• **Deskripsi Tugas**
Tampilkan tanpa perubahan seluruh bagian tulisan tentang ‘Pemerintahan Mahasiswa’ di bawah, mulai dari "Oleh: Firdos Putra" sampai dengan "sebagai sub organisasinya.".

• **Kutipan Teks**
• • • • • • •

Menggugat "Pemerintahan Mahasiswa"

Oleh: Firdos Putra A.


"Konsep ‘Pemerintahan Mahasiswa’ sebenarnya mengandung contradiction in terms. Pertama perlu diingat, bahwa pemerintahan kita maknai lazimnya sebagai organisasi yang mampu menyelenggarakan hajat hidup basis konstituennya. Sedangkan ‘Pemerintahan Mahasiswa’ sejatinya tidak pernah melakukan fungsi-fungsi demikian. ‘Pemerintahan Mahasiswa’ hanya melakukan fungsi-fungsi perlindungan, pendampingan atau advokasi terhadap kepentingan anggota-anggotanya, yakni mahasiswa. Penyelenggaraan hajat hidup mahasiswa secara keseluruhan lebih diperankan oleh fakultas atau universitas sebagai penyelenggara pendidikan. Jadi, kata ‘pemerintahan’ lebih tepat diarahkan pada dua organisasi besar itu, universitas atau fakultas sebagai sub organisasinya.

Kedua, adalah kontradiktif bilamana adanya ‘Pemerintahan Mahasiswa’ masih bergantung pada otoritas struktural di atasnya, yakni universitas dan/atau fakultas. Ketergantungan ini bukan hanya pada titik legal-formal, melainkan sampai pada ranah infrastruktur organisasi. Kontradiksi di atas tentunya berimplikasi pada pola relasi yang dibangun antara ‘Pemerintahan Mahasiswa’ dengan universitas dan/atau fakultas. Pola relasinya menjadi ambivalen atau ambigu. Satu sisi ‘Pemerintahan Mahasiswa’ mambutuhkan universitas dan/atau fakultas untuk keberadaannya. Pada sisi yang lain, ‘Pemerintahan Mahasiswa’ mendudukan universitas dan/atau fakultas dalam hubungan vis-a-vis. Dalam analogi umum, kita sebut pola relasi demikian sebagai ‘benci benci-cinta’ atau sebaliknya."

I
Tulisan ini sendiri berangkat dari ambivalensi pola relasi antara ‘Pemerintahan Mahasiswa’ dengan universitas dan/atau fakultas. Lantas kemudian, pada titik yang lain berusaha mengajukan term yang lebih tepat untuk digunakan dalam konteks gerakan mahasiswa agar tidak berada pada posisi yang ambivalen dan seakan inkonsisten itu.

‘Pemerintahan Mahasiswa’ dalam tulisan ini mengacu secara khusus pada Dewan Legislatif Mahasiswa (DLM) atau istilah sejenisnya dan Badan Eksekutif Mahasiswa (BEM) atau istilah sejenisnya. Dan pada sisi lain, Lembaga Mahasiswa secara luas mengacu pada Unit Kegiatan Mahasiswa (UKM) atau sejenisnya dan Himpunan Mahasiswa Jurusan (HMJ) atau sejenisnya.

• • • • • • •

• **Entri Mentah**
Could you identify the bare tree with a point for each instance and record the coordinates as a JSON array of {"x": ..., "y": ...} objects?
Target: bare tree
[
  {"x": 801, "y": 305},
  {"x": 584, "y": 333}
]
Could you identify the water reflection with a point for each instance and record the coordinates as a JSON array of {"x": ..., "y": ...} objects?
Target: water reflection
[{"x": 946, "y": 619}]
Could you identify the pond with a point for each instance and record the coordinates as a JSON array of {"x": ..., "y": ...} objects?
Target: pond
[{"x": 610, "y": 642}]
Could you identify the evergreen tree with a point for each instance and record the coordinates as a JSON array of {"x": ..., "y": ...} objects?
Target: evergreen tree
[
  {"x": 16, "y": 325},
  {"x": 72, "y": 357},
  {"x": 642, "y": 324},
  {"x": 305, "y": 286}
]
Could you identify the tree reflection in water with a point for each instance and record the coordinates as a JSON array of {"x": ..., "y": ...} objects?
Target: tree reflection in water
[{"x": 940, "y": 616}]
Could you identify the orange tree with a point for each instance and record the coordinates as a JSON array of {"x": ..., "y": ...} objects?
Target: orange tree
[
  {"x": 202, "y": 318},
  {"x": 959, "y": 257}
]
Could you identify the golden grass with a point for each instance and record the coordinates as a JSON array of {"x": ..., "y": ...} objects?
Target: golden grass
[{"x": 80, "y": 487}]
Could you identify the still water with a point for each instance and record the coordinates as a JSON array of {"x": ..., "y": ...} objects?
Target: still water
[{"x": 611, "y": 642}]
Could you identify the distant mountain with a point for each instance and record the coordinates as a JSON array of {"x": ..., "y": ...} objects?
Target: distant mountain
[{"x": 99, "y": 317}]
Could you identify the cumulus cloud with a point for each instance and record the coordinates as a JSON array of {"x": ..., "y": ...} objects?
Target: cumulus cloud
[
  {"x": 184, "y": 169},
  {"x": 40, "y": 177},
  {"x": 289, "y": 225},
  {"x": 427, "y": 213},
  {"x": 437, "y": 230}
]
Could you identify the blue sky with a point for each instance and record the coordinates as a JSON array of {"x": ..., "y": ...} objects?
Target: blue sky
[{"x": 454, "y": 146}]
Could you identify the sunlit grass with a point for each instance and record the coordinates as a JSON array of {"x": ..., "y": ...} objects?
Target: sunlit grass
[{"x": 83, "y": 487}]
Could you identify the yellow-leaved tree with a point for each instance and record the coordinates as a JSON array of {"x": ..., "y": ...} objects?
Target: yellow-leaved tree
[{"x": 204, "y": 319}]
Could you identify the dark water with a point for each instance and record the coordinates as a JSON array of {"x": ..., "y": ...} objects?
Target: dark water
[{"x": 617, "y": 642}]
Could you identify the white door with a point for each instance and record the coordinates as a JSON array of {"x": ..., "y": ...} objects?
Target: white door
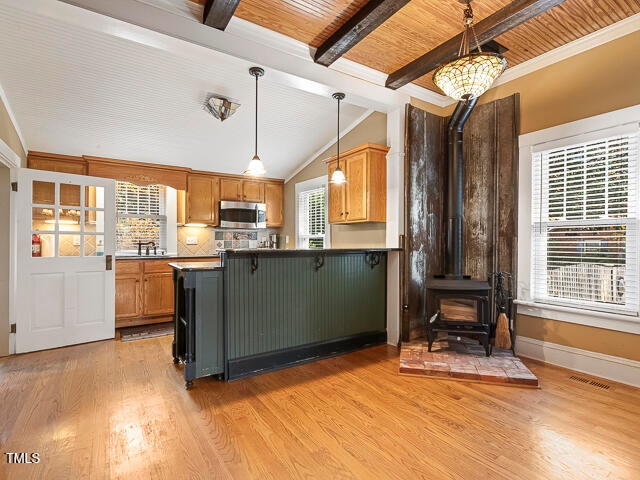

• • • • • • •

• **Hasil Latihan**
Oleh: Firdos Putra A.


"Konsep ‘Pemerintahan Mahasiswa’ sebenarnya mengandung contradiction in terms. Pertama perlu diingat, bahwa pemerintahan kita maknai lazimnya sebagai organisasi yang mampu menyelenggarakan hajat hidup basis konstituennya. Sedangkan ‘Pemerintahan Mahasiswa’ sejatinya tidak pernah melakukan fungsi-fungsi demikian. ‘Pemerintahan Mahasiswa’ hanya melakukan fungsi-fungsi perlindungan, pendampingan atau advokasi terhadap kepentingan anggota-anggotanya, yakni mahasiswa. Penyelenggaraan hajat hidup mahasiswa secara keseluruhan lebih diperankan oleh fakultas atau universitas sebagai penyelenggara pendidikan. Jadi, kata ‘pemerintahan’ lebih tepat diarahkan pada dua organisasi besar itu, universitas atau fakultas sebagai sub organisasinya.